> **Information given**:
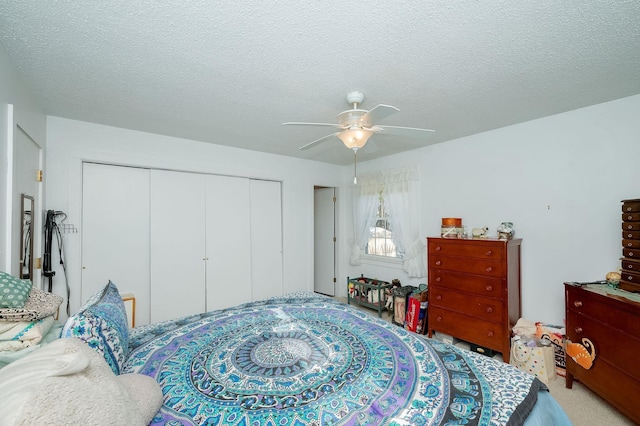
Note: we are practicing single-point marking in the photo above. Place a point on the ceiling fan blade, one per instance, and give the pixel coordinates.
(317, 141)
(403, 131)
(297, 123)
(378, 113)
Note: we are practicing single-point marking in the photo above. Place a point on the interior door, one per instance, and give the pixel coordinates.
(266, 239)
(228, 240)
(177, 244)
(325, 240)
(115, 232)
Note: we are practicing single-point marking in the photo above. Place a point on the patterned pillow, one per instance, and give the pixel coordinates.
(40, 304)
(102, 324)
(13, 291)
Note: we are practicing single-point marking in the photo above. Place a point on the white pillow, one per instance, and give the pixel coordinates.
(66, 382)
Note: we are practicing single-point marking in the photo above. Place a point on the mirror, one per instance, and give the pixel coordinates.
(26, 238)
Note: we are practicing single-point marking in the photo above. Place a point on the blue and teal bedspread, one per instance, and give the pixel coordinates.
(306, 359)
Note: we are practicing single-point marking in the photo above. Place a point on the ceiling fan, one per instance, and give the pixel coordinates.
(358, 125)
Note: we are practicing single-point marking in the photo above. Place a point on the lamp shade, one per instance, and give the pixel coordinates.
(355, 138)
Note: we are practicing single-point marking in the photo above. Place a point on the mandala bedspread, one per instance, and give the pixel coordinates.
(308, 360)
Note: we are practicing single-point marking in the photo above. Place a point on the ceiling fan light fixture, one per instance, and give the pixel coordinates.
(355, 138)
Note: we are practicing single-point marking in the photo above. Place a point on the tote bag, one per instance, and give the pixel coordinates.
(539, 360)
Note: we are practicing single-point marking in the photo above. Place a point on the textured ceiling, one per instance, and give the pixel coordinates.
(231, 73)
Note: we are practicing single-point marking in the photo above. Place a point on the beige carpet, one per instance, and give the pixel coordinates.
(583, 407)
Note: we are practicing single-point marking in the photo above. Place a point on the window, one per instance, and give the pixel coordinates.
(381, 239)
(385, 209)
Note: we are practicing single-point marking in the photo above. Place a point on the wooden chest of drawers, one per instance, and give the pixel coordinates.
(612, 324)
(630, 271)
(474, 290)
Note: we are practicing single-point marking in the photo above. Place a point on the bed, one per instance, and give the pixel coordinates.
(299, 359)
(306, 359)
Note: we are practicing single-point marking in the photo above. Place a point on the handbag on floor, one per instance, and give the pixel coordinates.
(537, 360)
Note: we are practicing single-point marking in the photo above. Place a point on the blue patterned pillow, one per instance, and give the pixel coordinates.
(14, 292)
(102, 324)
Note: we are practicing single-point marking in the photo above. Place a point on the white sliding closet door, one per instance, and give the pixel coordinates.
(115, 232)
(266, 239)
(228, 241)
(177, 244)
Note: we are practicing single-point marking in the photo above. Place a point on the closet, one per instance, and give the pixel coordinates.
(182, 242)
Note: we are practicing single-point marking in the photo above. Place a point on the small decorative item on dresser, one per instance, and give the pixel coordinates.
(451, 227)
(506, 231)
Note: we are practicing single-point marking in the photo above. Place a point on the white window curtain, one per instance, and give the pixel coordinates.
(400, 192)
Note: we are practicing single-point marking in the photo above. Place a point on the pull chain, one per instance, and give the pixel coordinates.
(355, 170)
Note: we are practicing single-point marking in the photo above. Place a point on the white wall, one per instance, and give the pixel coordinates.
(70, 142)
(559, 179)
(17, 108)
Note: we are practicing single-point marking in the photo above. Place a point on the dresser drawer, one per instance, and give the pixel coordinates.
(631, 226)
(631, 217)
(467, 328)
(492, 268)
(631, 243)
(603, 310)
(631, 253)
(484, 250)
(631, 235)
(480, 308)
(620, 389)
(630, 206)
(607, 341)
(456, 281)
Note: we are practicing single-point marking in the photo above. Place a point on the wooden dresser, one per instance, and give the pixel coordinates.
(612, 324)
(630, 262)
(474, 290)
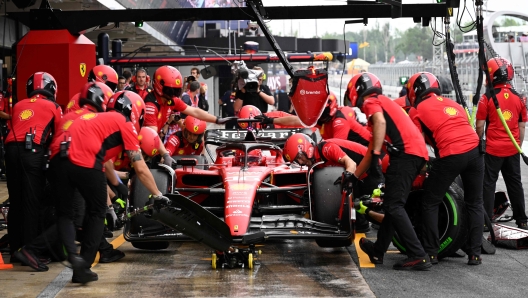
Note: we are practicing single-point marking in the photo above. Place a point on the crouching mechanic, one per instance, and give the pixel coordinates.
(188, 141)
(408, 154)
(93, 99)
(301, 149)
(94, 139)
(446, 128)
(168, 84)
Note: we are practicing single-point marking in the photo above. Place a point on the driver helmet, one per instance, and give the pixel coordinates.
(296, 144)
(330, 109)
(104, 74)
(254, 158)
(95, 94)
(149, 141)
(361, 85)
(194, 128)
(130, 105)
(248, 112)
(42, 83)
(421, 84)
(500, 69)
(168, 81)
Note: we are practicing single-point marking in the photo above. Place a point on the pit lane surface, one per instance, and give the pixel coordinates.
(288, 268)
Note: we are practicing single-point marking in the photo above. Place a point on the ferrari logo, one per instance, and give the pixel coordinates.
(451, 111)
(26, 115)
(70, 104)
(66, 125)
(82, 69)
(88, 116)
(507, 115)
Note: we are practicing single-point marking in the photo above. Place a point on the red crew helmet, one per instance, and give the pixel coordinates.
(42, 83)
(168, 81)
(95, 94)
(129, 104)
(73, 104)
(195, 125)
(298, 143)
(362, 85)
(149, 141)
(421, 84)
(248, 112)
(104, 74)
(500, 69)
(330, 109)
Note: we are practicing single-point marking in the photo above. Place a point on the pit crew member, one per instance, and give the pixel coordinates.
(159, 104)
(188, 141)
(446, 128)
(501, 155)
(94, 139)
(408, 154)
(34, 120)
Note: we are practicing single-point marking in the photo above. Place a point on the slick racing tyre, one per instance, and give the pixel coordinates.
(452, 220)
(200, 159)
(326, 200)
(140, 224)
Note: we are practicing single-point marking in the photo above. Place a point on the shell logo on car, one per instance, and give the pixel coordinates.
(451, 111)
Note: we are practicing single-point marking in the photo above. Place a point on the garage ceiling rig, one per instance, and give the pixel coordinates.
(79, 20)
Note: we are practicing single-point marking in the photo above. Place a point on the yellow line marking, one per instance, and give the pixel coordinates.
(364, 261)
(115, 243)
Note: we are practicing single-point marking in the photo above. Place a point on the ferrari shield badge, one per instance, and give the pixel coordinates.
(82, 69)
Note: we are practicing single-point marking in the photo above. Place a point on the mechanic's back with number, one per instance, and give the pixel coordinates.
(400, 131)
(445, 125)
(513, 109)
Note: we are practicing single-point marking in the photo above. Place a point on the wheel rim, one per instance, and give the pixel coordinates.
(213, 261)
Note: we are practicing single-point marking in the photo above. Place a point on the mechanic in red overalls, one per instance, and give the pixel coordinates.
(188, 141)
(104, 74)
(140, 85)
(94, 139)
(335, 123)
(94, 98)
(159, 104)
(501, 155)
(446, 128)
(408, 154)
(34, 120)
(301, 149)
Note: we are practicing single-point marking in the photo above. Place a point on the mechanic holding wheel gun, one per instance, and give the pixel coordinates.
(446, 128)
(301, 149)
(92, 140)
(408, 155)
(159, 104)
(501, 155)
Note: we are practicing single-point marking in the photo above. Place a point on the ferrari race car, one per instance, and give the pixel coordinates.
(249, 194)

> **Assignment**: Please repeat the records above word for word, and do not include the pictures.

> **Solution**:
Note: we are practicing single-point marking in the photo above. Place a point on the ceiling fan blade, one per instance, and give the pixel coordinates.
(317, 141)
(403, 131)
(297, 123)
(378, 113)
Note: we are practicing single-point marking in the photo above. Place a point on the interior door, one per instance, and give the pixel coordinates.
(266, 239)
(228, 240)
(177, 244)
(325, 240)
(115, 232)
Note: we are practicing single-point marking in the photo above. Place a point on the patterned pillow, one per instance, and give the pixel coordinates.
(40, 304)
(102, 324)
(13, 291)
Note: we are practicing single-point marking in the photo above. Place a point on the white pillow, one per instance, and give the pixel coordinates.
(66, 382)
Note: we are practicing single-point marking in the photo above. Place a point on the mirror, one per instance, and give the pixel coordinates.
(26, 238)
Note: we are practicing single-point marking in the photo above. Place a point on the blue and teal bedspread, one per instance, and give the pixel coordinates.
(306, 359)
Note: we are practicing single-point marking in the photo above. Place a point on the ceiling fan, one per instance, and give the pixel coordinates.
(358, 125)
Note: we are practicing single-point marking in the photo above. Place a point on the lamp shade, one per instance, and give the pixel coordinates.
(355, 138)
Note: we are practicing single-point marking in the photo above. Place a point on the mandala bedspread, one per instance, and give the pixel coordinates.
(308, 360)
Note: we are practicing single-point marking in the photo above. Place a point on the ceiling fan light fixture, one per instance, and give the pixel coordinates.
(355, 138)
Note: we are practicing single-point marking in the photo above. Place a point on the tote bag, one per instance, and give the pixel coordinates.
(539, 360)
Note: we are practicing single-point marking in the photo above. Place a point on the textured ceiling, one per instance, and give the pixel coordinates.
(231, 73)
Note: we are practicing single-point marking in the photo above. Place a point on the beige carpet, one per instance, and give the pixel coordinates.
(583, 407)
Note: we are practicing single-point marking in the photo above. Place a point on the window, one per instance, and give the pixel coordinates.
(381, 239)
(385, 209)
Note: we are practicing single-point marking in the photo above. Place a point on the wooden chest of drawers, one per instance, and give the pixel coordinates.
(612, 324)
(630, 271)
(474, 290)
Note: we are practicing single-point marking in the photo above. Place a point on the bed, one per instance, and give the pixel coordinates.
(299, 359)
(306, 359)
Note: we are practicing single-point marking in the photo above. Place a point on the handbag on floor, one per instance, and give the pixel coordinates.
(537, 360)
Note: we are practicing single-point marking in the photo above. Place a point on the blue patterned pillow, one per instance, and give the pixel coordinates.
(14, 292)
(102, 324)
Note: we are practicing single-point marking in the photo above. Place a point on the white sliding closet door, one per instance, and give the pixel coordinates.
(115, 232)
(266, 239)
(228, 241)
(177, 244)
Note: we are practicing single-point marking in the photo above. Place a point on the closet, one per instance, and give the pixel coordinates.
(182, 242)
Note: we are practicing single-point marking in the photo above. Place a point on the small decorative item on dresser, one per instance, and give the pixel coordinates.
(451, 227)
(506, 231)
Note: we are practicing single-point marking in the photo above. Place a point on the white window curtain, one per instance, and give the pixel coordinates.
(400, 192)
Note: we are practicing single-point marking in the photo above. Place a point on the pull chain, one per instance, and give the pixel coordinates.
(355, 170)
Note: we are practicing single-point marking in the photo above. Place a point on the white wall, one per instance, and give the pixel coordinates.
(70, 142)
(559, 179)
(17, 108)
Note: we are practicing single-point marking in the photo above. Place a point on the dresser drawer, one per instance, and give the pixel coordinates.
(631, 226)
(631, 217)
(467, 328)
(492, 268)
(631, 243)
(603, 310)
(631, 253)
(484, 250)
(631, 235)
(480, 308)
(620, 389)
(630, 206)
(607, 341)
(456, 281)
Note: we are practicing single-point marking in the photo above. Place a point on the wooden dresser, one per instance, and give the pixel coordinates.
(612, 324)
(630, 262)
(474, 290)
Note: we are practicing single-point marking in the photo above. Place a point on the crouching mechanic, one per instance, and give the pixel coordinates.
(188, 141)
(408, 154)
(93, 99)
(301, 149)
(94, 139)
(446, 128)
(168, 84)
Note: we are practicing single-point marking in the photo above. Place a point on the driver helmet, one per instance, and give the pixel coordinates.
(296, 144)
(330, 109)
(104, 74)
(254, 158)
(95, 94)
(149, 141)
(361, 85)
(194, 128)
(130, 105)
(248, 112)
(42, 83)
(421, 84)
(500, 69)
(168, 81)
Note: we are practicing single-point marking in the photo above. Place a point on the pit lane surface, one per instance, and give the pixel coordinates.
(288, 268)
Note: we are practicing single-point marking in the photo above. Place a point on the ferrari logo, one per instance, and give the pixel coordinates.
(451, 111)
(26, 115)
(70, 104)
(66, 125)
(82, 69)
(88, 116)
(507, 115)
Note: we are practicing single-point marking in the photo above. Place a point on the red crew helmet, one per instance, and give the pixel coordinates.
(42, 83)
(168, 81)
(95, 94)
(129, 104)
(73, 104)
(195, 125)
(298, 143)
(362, 85)
(149, 141)
(421, 84)
(248, 112)
(104, 74)
(500, 69)
(330, 109)
Note: we are practicing single-point marking in the photo above. Place a point on the pit crew member, one per instance, and give the pixel coordinates.
(159, 104)
(188, 141)
(446, 128)
(501, 155)
(94, 139)
(408, 154)
(34, 120)
Note: we are practicing single-point marking in the photo above. Place a point on the slick racing tyre, one per instance, and give the pixel coordinates.
(452, 220)
(200, 159)
(326, 200)
(140, 224)
Note: we are practicing single-point marking in the photo above. Place a point on the shell logo on car, one per instance, and give the pixel coordinates.
(451, 111)
Note: we are practicing single-point marking in the photo above. Place a point on the garage ceiling rig, one per instance, and give the pixel coordinates.
(79, 20)
Note: we are practicing single-point marking in the photo above. Place a point on the yellow line marking, one per instance, and give the pixel coordinates.
(364, 261)
(115, 243)
Note: we are practicing single-point marking in the photo above. Place a point on the ferrari shield badge, one per instance, and give the pixel coordinates.
(82, 69)
Note: we are practicing single-point marking in the photo above. Place a point on the mechanic's back with number, one per instance, and give the pixel coordinates.
(400, 131)
(445, 125)
(513, 109)
Note: we are practicing single-point marking in the photo above. Place a point on the wheel rim, one per instance, and give the pixel coordinates.
(213, 261)
Note: we are practicing single-point marking in the photo above. Place a point on the mechanic in red overalls, one per instance, and give the pixel coordinates.
(188, 141)
(104, 74)
(140, 85)
(94, 139)
(335, 123)
(94, 98)
(159, 104)
(501, 155)
(446, 128)
(408, 154)
(34, 120)
(301, 149)
Note: we are practicing single-point marking in the photo above. Place a point on the mechanic holding wheel gun, one per instance, and give the pixel coordinates.
(446, 128)
(301, 149)
(92, 140)
(408, 155)
(159, 104)
(501, 155)
Note: we are practicing single-point marking in the photo above. Place a point on the ferrari race car, one per instance, and give the pixel coordinates.
(249, 194)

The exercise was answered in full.